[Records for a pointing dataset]
* Start *

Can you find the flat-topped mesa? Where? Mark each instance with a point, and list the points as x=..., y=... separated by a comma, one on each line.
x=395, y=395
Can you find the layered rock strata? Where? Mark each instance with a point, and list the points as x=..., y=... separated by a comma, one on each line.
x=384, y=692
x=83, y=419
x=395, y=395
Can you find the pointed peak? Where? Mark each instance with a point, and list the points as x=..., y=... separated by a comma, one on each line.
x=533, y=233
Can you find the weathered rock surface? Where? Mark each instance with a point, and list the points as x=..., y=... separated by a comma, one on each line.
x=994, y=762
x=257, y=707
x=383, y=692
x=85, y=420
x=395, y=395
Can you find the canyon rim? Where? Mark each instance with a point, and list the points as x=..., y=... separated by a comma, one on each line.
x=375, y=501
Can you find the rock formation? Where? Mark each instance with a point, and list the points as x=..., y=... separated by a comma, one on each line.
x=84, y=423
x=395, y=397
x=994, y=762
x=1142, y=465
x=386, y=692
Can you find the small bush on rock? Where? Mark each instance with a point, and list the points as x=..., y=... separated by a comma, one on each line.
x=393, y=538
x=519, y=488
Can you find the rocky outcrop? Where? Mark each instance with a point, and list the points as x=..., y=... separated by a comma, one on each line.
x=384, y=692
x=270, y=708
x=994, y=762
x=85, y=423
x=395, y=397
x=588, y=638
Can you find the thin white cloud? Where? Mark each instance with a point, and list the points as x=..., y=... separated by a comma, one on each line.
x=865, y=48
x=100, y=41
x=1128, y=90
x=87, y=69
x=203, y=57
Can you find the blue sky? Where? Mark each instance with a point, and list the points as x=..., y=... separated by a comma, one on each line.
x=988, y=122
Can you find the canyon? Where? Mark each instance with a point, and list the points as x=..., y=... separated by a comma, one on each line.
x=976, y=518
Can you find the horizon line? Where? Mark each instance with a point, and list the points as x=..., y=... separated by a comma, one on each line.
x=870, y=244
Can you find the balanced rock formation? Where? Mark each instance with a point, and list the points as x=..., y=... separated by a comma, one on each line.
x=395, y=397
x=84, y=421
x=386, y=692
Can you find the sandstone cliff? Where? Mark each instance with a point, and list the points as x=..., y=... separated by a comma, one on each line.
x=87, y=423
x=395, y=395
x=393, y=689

* End *

### Exercise task
Print all of the records above again, word for word, without changing anything.

### Solution for this task
Can you find the flat-topped mesa? Where? Mark each instance with a point, and list the points as x=..., y=... separated by a comma, one on each line.
x=395, y=395
Can you find the layered rock strata? Where? Mark each instance with a point, and list the points as x=..., y=... separated by a comma, one on each line.
x=384, y=692
x=83, y=419
x=395, y=395
Can you find the pointed peak? Where? Mark each instance with a point, and list the points as x=..., y=... separated by a comma, one on each line.
x=533, y=233
Can you find the weathered rock surface? Where? Mark each instance with a point, and list the points as x=..., y=... separated by a comma, one on each line.
x=994, y=762
x=257, y=707
x=383, y=692
x=85, y=420
x=395, y=395
Can you find the canyon rim? Where? Mark each instance with a point, and list the points as x=..., y=... separated by a comma, one on each line.
x=375, y=501
Can you find the rock formation? Where? Mark each instance with a point, and list the points as x=..., y=... separated by a comma, one on each line.
x=84, y=423
x=395, y=397
x=994, y=762
x=1142, y=465
x=386, y=692
Can you find the small bush on rock? Where? Mark each instance with a point, and list the points as x=..., y=... separated by a comma, one on each line.
x=393, y=538
x=519, y=488
Can you find the rocky outcrop? Where? Mark each instance with a point, and list the points as x=..., y=... separated by a comma, one on each line.
x=384, y=692
x=270, y=708
x=994, y=762
x=85, y=423
x=395, y=397
x=588, y=638
Can you find the thin white cloud? Where? Mark each instance with a point, and list the points as x=..., y=... separated by a comma, one on each line.
x=865, y=48
x=100, y=41
x=1128, y=90
x=87, y=69
x=203, y=57
Can you find the blue sky? Where? Mark each instance with a point, and list the points as x=..., y=... separated by a comma, one on each line.
x=988, y=122
Can you find the canyon? Where? Mark each instance with a point, and list the points as x=..., y=... separated by a comma, one on each line.
x=976, y=518
Can you find the horizon line? Where? Mark each instance with a point, and list the points as x=..., y=... separated by a comma, one on each line.
x=870, y=244
Can you find the balanced rock formation? Where? Mark each instance with a point, and list the points as x=..., y=... separated by a comma, one on each line.
x=395, y=397
x=84, y=421
x=386, y=692
Can you find the sandstone cliff? Where? Mark each instance with a point, and list the points as x=..., y=... separated by a comma, one on each line.
x=87, y=423
x=395, y=395
x=393, y=689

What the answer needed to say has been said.